**** RECORDS SHOWN
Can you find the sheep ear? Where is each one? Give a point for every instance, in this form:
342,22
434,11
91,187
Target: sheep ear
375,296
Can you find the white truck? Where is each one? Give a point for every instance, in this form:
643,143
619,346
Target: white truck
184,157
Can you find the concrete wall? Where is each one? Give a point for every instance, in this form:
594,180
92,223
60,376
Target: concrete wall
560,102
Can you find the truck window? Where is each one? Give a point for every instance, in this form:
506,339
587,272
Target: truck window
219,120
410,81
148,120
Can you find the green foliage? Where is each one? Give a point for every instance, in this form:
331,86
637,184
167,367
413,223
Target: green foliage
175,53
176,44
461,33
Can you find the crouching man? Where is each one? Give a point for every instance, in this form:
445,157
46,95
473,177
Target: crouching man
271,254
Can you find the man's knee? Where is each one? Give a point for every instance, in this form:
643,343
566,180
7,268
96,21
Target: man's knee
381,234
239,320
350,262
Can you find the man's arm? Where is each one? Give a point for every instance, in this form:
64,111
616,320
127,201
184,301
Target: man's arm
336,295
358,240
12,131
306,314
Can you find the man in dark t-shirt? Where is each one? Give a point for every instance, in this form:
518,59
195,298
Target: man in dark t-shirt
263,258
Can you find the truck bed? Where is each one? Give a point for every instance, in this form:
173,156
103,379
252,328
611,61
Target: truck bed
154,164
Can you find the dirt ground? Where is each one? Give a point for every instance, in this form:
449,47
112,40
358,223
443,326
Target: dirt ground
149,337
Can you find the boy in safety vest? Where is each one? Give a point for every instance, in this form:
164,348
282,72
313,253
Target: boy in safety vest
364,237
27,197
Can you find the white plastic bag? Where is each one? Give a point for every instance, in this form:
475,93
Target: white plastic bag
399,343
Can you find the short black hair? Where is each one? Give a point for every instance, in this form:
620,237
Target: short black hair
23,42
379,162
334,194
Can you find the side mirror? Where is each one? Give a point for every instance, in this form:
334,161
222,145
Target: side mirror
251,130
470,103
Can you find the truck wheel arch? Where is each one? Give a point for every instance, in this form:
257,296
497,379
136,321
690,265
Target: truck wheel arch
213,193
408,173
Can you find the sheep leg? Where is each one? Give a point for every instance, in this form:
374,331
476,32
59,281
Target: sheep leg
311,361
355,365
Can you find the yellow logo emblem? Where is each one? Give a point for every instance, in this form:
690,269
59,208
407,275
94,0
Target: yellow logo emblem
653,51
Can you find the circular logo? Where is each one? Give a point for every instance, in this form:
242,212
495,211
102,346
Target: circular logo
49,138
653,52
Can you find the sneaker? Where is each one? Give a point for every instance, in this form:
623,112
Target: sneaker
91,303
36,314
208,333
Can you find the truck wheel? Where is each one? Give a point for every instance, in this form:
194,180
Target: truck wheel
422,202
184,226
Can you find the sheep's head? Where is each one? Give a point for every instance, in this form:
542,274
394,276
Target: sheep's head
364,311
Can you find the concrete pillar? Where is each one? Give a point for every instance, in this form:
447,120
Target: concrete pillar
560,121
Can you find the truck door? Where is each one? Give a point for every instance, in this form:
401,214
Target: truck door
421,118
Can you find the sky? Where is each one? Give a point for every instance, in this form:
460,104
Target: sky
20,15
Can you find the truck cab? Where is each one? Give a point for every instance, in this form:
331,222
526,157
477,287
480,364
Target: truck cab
********
WHAT YOU ARE ASKED TO DO
Reproduce, word for word, only the lines from the one that contains "Can you find the boy" through the final line.

REPLY TO THE EXERCISE
Can you find the boy in safety vest? Where is each one? Give a point for every instance, in this form:
164,348
282,72
313,253
Target: boy in safety vest
364,237
27,197
Can you find the white plastic bag? Where is each one? Give a point for every instance, in this form:
475,93
Target: white plastic bag
399,343
Can you find the short black hair? Where is each one? Give a point for every instance, in this form:
620,237
Target: short black hair
23,42
379,162
334,194
Can you find the side mirror? Where is each one? Give a point for every instance, in this form:
334,161
222,145
Target: side mirror
251,130
470,103
Can you find the truck wheel arch? Where is each one? Give a point for every instance, in this form:
257,296
497,379
136,321
690,265
Target: truck wheel arch
213,193
408,173
Can you find the sheep leg? Where is each one? Give a point for every instance, in this form:
374,331
476,32
59,281
Target: sheep leg
311,361
355,365
Can you find the yellow logo emblem? Where is each one? Give a point for every instance, in this form:
690,269
59,208
407,275
94,0
Target: yellow logo emblem
653,51
Can you find the circular logo? Where is each one? Give a point for every instance, in this form:
242,212
495,211
102,346
Target: circular logo
49,138
653,52
Can you find the sneaker? Where is each one? Give a point for every instance, in this form:
623,112
Target: sneaker
91,303
36,314
208,333
Can you find the truck wheel? Where is each one? Give a point for every instance, in this form:
194,180
Target: truck wheel
422,202
184,226
Can you find the sheep's head? Where is each one? Give a point for every instance, in this form:
542,274
394,276
Target: sheep's head
364,311
Can you find the concrete pillar? Where is each one? Give a point for every instance, in this form:
447,120
Target: concrete pillar
560,121
Can you find the truck door? Where is each one? Give a point for every instance, in this form:
401,214
Target: truck door
421,118
Can you find the sky? Where is each one? Give a point for every instance, in this form:
460,104
Target: sky
20,15
Can you find the truck cab? Where is each one? Give a point for every instance, in this form:
331,222
526,157
477,287
480,364
Target: truck cab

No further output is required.